Items listed in a dataset
====================

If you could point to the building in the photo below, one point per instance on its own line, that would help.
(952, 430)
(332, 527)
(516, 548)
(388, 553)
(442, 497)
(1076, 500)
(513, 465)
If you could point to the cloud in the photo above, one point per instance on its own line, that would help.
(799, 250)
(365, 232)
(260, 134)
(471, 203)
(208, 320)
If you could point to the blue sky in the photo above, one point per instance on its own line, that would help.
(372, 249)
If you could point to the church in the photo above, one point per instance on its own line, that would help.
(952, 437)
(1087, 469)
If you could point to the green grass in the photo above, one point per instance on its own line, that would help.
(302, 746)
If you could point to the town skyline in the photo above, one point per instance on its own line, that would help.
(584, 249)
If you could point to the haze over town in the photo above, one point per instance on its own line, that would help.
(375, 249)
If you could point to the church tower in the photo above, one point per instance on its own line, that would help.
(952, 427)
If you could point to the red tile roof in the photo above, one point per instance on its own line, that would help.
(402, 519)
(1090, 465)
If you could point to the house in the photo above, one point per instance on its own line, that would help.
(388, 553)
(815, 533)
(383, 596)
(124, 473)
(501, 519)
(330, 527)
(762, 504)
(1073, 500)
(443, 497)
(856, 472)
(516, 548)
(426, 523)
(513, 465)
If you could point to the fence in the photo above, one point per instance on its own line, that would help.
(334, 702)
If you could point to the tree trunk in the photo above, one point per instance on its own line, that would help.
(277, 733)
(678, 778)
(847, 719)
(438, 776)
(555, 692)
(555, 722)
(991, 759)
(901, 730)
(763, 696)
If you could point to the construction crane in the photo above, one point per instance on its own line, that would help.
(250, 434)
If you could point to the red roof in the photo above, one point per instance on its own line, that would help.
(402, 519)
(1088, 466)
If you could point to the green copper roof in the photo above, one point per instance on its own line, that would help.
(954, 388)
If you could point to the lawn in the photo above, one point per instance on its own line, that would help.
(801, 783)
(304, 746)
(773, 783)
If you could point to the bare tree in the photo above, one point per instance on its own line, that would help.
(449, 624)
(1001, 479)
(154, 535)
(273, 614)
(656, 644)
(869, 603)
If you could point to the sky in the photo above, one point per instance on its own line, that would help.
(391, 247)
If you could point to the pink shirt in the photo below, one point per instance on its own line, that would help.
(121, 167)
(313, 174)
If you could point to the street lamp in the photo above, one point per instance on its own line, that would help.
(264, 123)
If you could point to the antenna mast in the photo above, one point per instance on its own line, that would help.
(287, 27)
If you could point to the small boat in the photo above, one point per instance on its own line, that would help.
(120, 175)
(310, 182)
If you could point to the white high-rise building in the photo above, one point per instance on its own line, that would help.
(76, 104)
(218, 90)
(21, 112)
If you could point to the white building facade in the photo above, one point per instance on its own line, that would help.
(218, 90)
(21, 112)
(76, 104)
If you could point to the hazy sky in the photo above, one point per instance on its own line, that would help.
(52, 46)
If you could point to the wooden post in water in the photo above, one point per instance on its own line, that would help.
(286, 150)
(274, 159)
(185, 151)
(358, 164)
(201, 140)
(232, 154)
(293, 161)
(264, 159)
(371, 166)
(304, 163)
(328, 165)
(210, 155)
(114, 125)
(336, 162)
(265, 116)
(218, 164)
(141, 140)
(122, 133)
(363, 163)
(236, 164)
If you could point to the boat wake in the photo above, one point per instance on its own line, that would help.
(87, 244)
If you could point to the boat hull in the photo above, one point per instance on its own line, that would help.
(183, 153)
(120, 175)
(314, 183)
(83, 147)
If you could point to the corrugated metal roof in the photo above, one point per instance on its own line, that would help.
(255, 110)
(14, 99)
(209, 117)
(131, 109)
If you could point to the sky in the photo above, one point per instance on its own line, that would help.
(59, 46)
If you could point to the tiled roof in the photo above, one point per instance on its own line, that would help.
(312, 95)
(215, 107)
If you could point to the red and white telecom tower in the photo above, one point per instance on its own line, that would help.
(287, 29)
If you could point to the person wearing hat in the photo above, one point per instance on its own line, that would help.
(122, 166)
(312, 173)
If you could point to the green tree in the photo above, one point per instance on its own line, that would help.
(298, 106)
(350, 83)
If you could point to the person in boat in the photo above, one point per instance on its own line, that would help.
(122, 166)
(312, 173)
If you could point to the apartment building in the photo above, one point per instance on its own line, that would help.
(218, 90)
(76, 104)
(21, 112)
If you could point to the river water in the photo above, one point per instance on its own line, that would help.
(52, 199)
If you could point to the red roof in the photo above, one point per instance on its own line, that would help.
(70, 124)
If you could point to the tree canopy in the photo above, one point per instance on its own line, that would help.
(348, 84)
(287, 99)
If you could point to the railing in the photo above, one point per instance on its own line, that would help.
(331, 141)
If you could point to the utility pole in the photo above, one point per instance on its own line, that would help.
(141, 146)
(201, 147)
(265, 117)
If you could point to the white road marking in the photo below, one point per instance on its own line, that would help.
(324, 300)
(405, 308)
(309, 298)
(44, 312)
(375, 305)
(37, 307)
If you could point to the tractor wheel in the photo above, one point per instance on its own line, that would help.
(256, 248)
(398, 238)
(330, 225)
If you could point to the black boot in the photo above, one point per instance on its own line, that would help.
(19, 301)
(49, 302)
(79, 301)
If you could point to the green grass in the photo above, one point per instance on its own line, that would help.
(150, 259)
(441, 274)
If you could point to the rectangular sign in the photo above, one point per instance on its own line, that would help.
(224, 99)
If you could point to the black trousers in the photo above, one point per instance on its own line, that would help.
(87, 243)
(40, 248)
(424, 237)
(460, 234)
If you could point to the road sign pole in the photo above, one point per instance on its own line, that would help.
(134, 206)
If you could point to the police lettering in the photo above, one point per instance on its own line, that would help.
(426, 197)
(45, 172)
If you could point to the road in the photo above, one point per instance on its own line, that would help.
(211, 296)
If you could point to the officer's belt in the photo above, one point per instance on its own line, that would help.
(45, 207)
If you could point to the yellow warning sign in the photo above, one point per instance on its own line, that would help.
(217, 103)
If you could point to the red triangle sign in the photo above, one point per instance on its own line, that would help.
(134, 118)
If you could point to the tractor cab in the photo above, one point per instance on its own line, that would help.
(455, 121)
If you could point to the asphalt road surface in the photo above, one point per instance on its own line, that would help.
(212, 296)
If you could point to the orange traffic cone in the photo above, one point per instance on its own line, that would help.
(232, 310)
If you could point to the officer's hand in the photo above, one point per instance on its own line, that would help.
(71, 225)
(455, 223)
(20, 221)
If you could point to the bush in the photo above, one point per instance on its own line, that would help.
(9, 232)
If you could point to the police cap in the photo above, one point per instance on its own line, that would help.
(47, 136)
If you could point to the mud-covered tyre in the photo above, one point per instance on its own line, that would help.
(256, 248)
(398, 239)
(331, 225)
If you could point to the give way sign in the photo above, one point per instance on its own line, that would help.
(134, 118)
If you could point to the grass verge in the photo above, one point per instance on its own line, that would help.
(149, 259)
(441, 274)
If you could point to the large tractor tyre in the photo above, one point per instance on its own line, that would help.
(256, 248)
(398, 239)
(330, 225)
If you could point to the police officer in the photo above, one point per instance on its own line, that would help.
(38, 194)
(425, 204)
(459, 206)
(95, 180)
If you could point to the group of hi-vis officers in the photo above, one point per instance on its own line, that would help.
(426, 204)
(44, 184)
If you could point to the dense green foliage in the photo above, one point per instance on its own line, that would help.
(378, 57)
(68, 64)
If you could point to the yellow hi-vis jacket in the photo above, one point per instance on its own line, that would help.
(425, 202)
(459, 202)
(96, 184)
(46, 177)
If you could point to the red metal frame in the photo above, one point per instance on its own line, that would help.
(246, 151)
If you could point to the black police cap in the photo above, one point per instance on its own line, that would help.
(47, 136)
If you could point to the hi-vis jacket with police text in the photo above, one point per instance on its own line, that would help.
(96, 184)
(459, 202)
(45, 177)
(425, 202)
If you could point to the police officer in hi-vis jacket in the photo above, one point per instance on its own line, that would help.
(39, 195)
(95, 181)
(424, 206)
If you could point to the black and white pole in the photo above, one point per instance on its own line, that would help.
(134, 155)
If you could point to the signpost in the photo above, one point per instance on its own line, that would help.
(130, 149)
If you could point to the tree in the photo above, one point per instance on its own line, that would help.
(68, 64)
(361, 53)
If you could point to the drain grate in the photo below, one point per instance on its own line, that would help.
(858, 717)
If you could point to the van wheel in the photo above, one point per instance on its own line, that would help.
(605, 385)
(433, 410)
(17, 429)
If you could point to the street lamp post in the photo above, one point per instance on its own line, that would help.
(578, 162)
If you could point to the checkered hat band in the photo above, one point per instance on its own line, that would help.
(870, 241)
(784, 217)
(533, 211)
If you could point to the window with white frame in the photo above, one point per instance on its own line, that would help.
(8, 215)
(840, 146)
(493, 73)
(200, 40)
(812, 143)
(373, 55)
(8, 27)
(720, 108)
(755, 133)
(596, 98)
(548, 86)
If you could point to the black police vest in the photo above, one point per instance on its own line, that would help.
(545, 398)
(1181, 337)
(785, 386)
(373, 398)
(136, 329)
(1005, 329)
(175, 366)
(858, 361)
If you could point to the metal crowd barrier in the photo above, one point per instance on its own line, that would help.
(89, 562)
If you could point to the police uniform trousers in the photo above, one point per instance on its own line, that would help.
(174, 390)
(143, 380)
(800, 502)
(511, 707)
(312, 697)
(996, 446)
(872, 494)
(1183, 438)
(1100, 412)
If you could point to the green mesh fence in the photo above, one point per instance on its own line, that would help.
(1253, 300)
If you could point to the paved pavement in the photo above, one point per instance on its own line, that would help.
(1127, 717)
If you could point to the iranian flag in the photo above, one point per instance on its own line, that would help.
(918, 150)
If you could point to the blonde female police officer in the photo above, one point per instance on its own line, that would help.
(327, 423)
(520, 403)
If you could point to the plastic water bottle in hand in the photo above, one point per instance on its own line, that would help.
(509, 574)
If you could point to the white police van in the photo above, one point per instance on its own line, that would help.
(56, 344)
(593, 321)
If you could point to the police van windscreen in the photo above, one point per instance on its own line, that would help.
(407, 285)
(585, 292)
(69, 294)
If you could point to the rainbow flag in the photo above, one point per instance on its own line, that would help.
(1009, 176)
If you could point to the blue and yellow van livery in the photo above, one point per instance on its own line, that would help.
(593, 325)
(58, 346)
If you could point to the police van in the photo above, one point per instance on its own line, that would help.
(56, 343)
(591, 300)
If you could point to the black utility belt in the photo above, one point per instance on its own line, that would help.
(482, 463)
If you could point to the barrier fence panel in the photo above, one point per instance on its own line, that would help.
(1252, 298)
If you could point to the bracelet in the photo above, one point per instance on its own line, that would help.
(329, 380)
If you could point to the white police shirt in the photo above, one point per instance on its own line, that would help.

====================

* **Task goal**: All lines from the one with "If you could point to the rainbow" through the end of the data must be repeated exactly, and nothing else may be repeated.

* **Written response**:
If you could point to the rainbow flag in the photo above, one point per instance on its own line, that would help.
(1009, 176)
If you could point to the blue and yellow van livery in the photo above, one point per instance on its own line, that would help.
(593, 325)
(58, 346)
If you could point to the police van in the photo above, one point per instance on its own line, that would help.
(56, 343)
(591, 300)
If you could point to the black utility belt in the photo above, one point per instance on its own line, that would help.
(482, 463)
If you could point to the barrier fence panel in the photo above, one point per instance on its own line, that would help.
(1252, 298)
If you could point to the bracelet in the photo above, one point per instance on its own line, that would help.
(329, 380)
If you could point to the white police shirt in the photo above, one point per instance on its own line, that would help.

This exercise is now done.